◆ TASK GOAL ◆
Exactly the lines from the one holding "Target: black bike seat" to the end of the listing, both ends included, make up the expected answer.

+ + +

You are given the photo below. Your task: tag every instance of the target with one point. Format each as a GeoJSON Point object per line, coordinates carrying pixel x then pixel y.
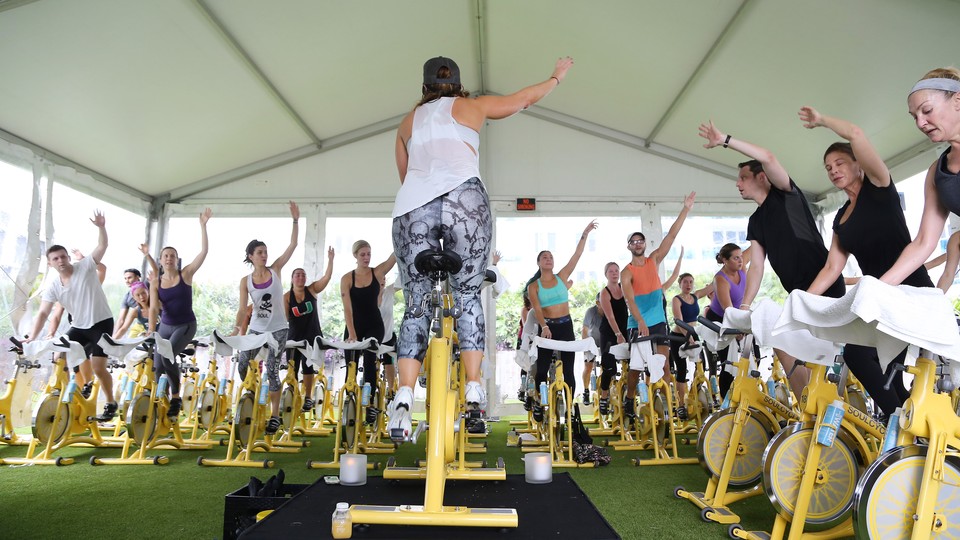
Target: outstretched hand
{"type": "Point", "coordinates": [713, 135]}
{"type": "Point", "coordinates": [563, 65]}
{"type": "Point", "coordinates": [590, 227]}
{"type": "Point", "coordinates": [810, 117]}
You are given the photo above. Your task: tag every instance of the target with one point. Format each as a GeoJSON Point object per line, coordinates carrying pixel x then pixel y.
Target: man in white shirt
{"type": "Point", "coordinates": [78, 289]}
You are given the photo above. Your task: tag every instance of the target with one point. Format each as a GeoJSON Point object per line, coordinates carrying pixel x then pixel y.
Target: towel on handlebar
{"type": "Point", "coordinates": [799, 343]}
{"type": "Point", "coordinates": [123, 345]}
{"type": "Point", "coordinates": [875, 314]}
{"type": "Point", "coordinates": [226, 345]}
{"type": "Point", "coordinates": [585, 344]}
{"type": "Point", "coordinates": [75, 353]}
{"type": "Point", "coordinates": [640, 355]}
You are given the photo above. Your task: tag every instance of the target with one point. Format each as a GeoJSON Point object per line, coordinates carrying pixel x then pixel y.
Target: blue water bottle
{"type": "Point", "coordinates": [71, 388]}
{"type": "Point", "coordinates": [643, 393]}
{"type": "Point", "coordinates": [830, 424]}
{"type": "Point", "coordinates": [162, 385]}
{"type": "Point", "coordinates": [893, 431]}
{"type": "Point", "coordinates": [264, 389]}
{"type": "Point", "coordinates": [365, 395]}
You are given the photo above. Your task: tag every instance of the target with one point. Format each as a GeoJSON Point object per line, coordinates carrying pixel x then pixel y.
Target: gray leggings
{"type": "Point", "coordinates": [273, 359]}
{"type": "Point", "coordinates": [179, 336]}
{"type": "Point", "coordinates": [461, 218]}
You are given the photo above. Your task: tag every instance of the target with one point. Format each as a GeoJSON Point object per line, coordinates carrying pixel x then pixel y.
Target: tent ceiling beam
{"type": "Point", "coordinates": [258, 73]}
{"type": "Point", "coordinates": [696, 73]}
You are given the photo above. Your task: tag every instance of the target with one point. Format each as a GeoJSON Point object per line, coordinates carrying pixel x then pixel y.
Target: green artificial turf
{"type": "Point", "coordinates": [183, 500]}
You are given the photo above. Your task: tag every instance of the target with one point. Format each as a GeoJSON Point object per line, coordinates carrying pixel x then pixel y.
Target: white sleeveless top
{"type": "Point", "coordinates": [439, 159]}
{"type": "Point", "coordinates": [268, 315]}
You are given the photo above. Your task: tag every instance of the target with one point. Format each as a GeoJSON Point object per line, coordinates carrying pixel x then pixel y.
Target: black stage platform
{"type": "Point", "coordinates": [555, 510]}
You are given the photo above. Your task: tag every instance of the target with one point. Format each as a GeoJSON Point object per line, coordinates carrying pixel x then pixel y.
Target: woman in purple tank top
{"type": "Point", "coordinates": [173, 289]}
{"type": "Point", "coordinates": [729, 284]}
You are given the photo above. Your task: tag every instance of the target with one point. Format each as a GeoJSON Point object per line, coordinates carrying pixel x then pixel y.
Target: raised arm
{"type": "Point", "coordinates": [321, 283]}
{"type": "Point", "coordinates": [664, 248]}
{"type": "Point", "coordinates": [863, 149]}
{"type": "Point", "coordinates": [836, 260]}
{"type": "Point", "coordinates": [771, 166]}
{"type": "Point", "coordinates": [294, 232]}
{"type": "Point", "coordinates": [565, 272]}
{"type": "Point", "coordinates": [190, 269]}
{"type": "Point", "coordinates": [931, 227]}
{"type": "Point", "coordinates": [676, 272]}
{"type": "Point", "coordinates": [758, 258]}
{"type": "Point", "coordinates": [240, 322]}
{"type": "Point", "coordinates": [953, 259]}
{"type": "Point", "coordinates": [497, 107]}
{"type": "Point", "coordinates": [383, 268]}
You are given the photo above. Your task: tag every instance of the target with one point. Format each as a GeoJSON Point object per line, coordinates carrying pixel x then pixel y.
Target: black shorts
{"type": "Point", "coordinates": [88, 337]}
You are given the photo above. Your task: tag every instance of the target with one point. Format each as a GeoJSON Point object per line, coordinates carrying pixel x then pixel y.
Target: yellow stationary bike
{"type": "Point", "coordinates": [444, 414]}
{"type": "Point", "coordinates": [731, 443]}
{"type": "Point", "coordinates": [22, 365]}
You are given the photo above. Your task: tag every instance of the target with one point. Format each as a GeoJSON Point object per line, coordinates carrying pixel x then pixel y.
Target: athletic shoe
{"type": "Point", "coordinates": [308, 405]}
{"type": "Point", "coordinates": [537, 412]}
{"type": "Point", "coordinates": [175, 405]}
{"type": "Point", "coordinates": [475, 396]}
{"type": "Point", "coordinates": [273, 425]}
{"type": "Point", "coordinates": [628, 411]}
{"type": "Point", "coordinates": [109, 411]}
{"type": "Point", "coordinates": [604, 406]}
{"type": "Point", "coordinates": [372, 413]}
{"type": "Point", "coordinates": [400, 425]}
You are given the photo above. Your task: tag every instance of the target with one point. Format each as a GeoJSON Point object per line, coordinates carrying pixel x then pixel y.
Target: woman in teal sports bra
{"type": "Point", "coordinates": [549, 300]}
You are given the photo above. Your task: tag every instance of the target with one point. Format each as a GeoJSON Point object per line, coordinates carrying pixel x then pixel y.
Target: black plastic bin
{"type": "Point", "coordinates": [240, 509]}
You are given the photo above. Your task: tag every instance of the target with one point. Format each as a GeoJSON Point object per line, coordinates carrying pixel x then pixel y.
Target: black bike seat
{"type": "Point", "coordinates": [431, 260]}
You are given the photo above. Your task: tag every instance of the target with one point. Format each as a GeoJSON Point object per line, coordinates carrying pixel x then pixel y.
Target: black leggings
{"type": "Point", "coordinates": [561, 329]}
{"type": "Point", "coordinates": [608, 363]}
{"type": "Point", "coordinates": [865, 365]}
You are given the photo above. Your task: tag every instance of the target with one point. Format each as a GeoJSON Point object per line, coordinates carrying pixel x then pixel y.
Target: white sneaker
{"type": "Point", "coordinates": [475, 395]}
{"type": "Point", "coordinates": [400, 425]}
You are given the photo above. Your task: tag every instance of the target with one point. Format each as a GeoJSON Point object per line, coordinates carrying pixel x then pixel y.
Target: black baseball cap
{"type": "Point", "coordinates": [430, 68]}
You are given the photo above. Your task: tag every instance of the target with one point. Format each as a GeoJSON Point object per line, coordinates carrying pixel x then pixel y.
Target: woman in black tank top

+ + +

◆ ANSWER SECTION ◆
Target: black bike seat
{"type": "Point", "coordinates": [431, 260]}
You are given the photo above. Your task: tag every instance of the target with one point. Format each as a GeoJSON Point object per line, coordinates carrying pixel x then pixel y.
Target: black leggings
{"type": "Point", "coordinates": [561, 329]}
{"type": "Point", "coordinates": [608, 363]}
{"type": "Point", "coordinates": [865, 365]}
You are given the photo above. Your task: tag every instance of the target with one point. Format each as a GeoJSON Point object per line, coordinates carrying pixel x then pixel y.
Target: white sneaker
{"type": "Point", "coordinates": [475, 395]}
{"type": "Point", "coordinates": [400, 425]}
You are given the photo above. Your task: tag every instance of the target with one point. Format each as a GeoJSON Point object per line, coordinates carrying pixel x then pixel y.
Target: black baseball cap
{"type": "Point", "coordinates": [430, 68]}
You are given the photo above. Your task: tag every instance of the target with one point. Format each as a GeoJSON Point object per line, coordinates carrying pixel x then pixel y.
Target: woman in black tank top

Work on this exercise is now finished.